Activity: Report how many lines in the records that follow have the word "tree" in them, giving the number and nothing more.

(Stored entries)
****
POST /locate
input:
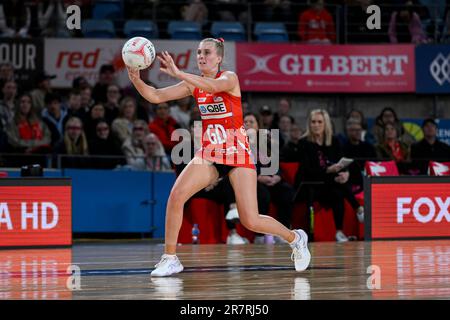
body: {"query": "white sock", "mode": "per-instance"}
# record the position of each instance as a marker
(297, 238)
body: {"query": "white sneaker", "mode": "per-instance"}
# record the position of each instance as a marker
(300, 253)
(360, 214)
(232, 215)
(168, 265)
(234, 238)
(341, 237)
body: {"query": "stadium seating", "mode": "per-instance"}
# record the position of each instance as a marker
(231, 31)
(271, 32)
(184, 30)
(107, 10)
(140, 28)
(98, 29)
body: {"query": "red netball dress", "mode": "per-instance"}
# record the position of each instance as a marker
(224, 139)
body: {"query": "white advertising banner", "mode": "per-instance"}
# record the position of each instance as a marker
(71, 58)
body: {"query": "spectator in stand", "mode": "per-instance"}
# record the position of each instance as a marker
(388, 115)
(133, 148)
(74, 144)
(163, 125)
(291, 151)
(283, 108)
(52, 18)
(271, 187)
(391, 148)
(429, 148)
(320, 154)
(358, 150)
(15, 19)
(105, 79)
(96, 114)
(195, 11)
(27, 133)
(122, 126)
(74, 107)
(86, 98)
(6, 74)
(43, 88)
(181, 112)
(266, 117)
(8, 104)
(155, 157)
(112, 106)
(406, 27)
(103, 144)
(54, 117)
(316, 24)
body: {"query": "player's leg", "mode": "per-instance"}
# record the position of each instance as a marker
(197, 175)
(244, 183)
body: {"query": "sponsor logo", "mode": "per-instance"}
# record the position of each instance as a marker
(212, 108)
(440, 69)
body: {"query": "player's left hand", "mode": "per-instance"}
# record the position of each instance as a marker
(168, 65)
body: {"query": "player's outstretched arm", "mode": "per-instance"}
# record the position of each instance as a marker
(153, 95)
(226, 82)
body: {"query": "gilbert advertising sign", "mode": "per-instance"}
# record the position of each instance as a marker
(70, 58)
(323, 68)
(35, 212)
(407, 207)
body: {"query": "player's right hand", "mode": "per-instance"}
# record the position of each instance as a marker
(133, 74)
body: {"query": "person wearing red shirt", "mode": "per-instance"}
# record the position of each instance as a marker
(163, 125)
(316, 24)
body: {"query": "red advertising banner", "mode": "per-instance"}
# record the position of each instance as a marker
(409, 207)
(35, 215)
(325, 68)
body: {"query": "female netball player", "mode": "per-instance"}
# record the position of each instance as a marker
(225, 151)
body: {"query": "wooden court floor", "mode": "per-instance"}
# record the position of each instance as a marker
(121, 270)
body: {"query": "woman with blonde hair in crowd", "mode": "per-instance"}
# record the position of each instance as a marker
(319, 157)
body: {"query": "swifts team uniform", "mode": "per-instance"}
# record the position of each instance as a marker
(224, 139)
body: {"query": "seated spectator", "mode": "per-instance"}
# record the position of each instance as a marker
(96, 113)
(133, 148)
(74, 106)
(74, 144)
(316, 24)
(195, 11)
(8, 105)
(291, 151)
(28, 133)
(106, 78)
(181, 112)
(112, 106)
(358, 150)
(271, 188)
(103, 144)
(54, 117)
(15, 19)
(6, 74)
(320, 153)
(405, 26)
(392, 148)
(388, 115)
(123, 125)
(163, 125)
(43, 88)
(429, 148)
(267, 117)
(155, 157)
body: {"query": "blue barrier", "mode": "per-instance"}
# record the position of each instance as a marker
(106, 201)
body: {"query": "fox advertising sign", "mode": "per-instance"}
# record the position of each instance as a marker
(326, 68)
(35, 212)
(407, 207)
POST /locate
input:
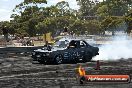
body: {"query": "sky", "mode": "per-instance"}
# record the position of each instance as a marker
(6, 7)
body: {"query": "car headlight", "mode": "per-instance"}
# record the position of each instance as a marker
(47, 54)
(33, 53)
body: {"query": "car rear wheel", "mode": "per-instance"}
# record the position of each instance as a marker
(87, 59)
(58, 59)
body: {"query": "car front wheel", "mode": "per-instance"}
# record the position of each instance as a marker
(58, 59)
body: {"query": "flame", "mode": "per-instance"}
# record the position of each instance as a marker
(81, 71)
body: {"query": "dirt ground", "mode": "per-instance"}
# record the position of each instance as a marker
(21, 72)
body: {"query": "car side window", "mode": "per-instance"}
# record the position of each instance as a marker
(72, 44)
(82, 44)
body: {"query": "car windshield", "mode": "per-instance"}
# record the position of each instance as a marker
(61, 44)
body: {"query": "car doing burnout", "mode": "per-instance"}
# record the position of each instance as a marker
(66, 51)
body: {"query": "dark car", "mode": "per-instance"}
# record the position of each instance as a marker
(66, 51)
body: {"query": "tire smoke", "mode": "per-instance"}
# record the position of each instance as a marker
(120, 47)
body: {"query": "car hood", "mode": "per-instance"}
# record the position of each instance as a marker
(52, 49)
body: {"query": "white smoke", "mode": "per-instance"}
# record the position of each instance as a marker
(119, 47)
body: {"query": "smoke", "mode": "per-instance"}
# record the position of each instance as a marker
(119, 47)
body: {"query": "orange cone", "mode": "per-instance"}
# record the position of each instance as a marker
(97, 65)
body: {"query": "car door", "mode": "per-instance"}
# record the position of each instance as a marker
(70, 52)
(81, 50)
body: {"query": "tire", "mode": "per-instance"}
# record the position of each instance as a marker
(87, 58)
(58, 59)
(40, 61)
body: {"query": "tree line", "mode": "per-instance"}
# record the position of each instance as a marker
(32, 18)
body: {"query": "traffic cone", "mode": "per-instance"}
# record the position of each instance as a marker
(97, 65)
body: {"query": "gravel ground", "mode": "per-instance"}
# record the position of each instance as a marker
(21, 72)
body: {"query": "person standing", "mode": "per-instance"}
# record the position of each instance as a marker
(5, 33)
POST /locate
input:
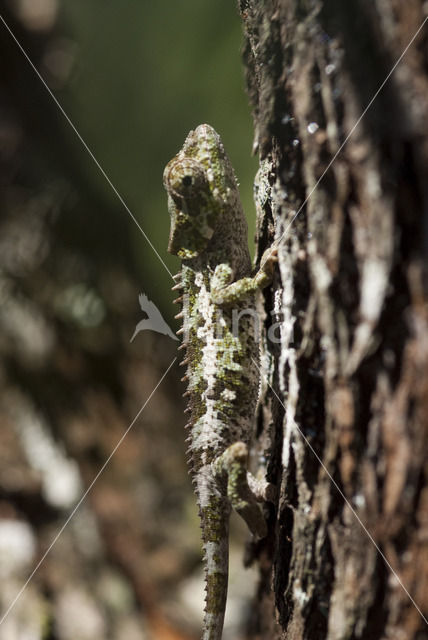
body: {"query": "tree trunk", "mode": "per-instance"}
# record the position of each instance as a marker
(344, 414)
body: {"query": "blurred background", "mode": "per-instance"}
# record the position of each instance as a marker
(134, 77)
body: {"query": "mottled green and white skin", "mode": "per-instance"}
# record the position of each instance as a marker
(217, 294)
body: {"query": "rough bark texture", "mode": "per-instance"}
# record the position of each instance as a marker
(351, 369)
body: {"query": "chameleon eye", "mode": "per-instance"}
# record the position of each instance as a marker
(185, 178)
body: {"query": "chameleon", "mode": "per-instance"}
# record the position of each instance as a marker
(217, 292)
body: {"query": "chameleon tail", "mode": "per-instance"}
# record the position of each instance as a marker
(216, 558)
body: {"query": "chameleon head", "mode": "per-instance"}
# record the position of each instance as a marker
****
Answer space: 2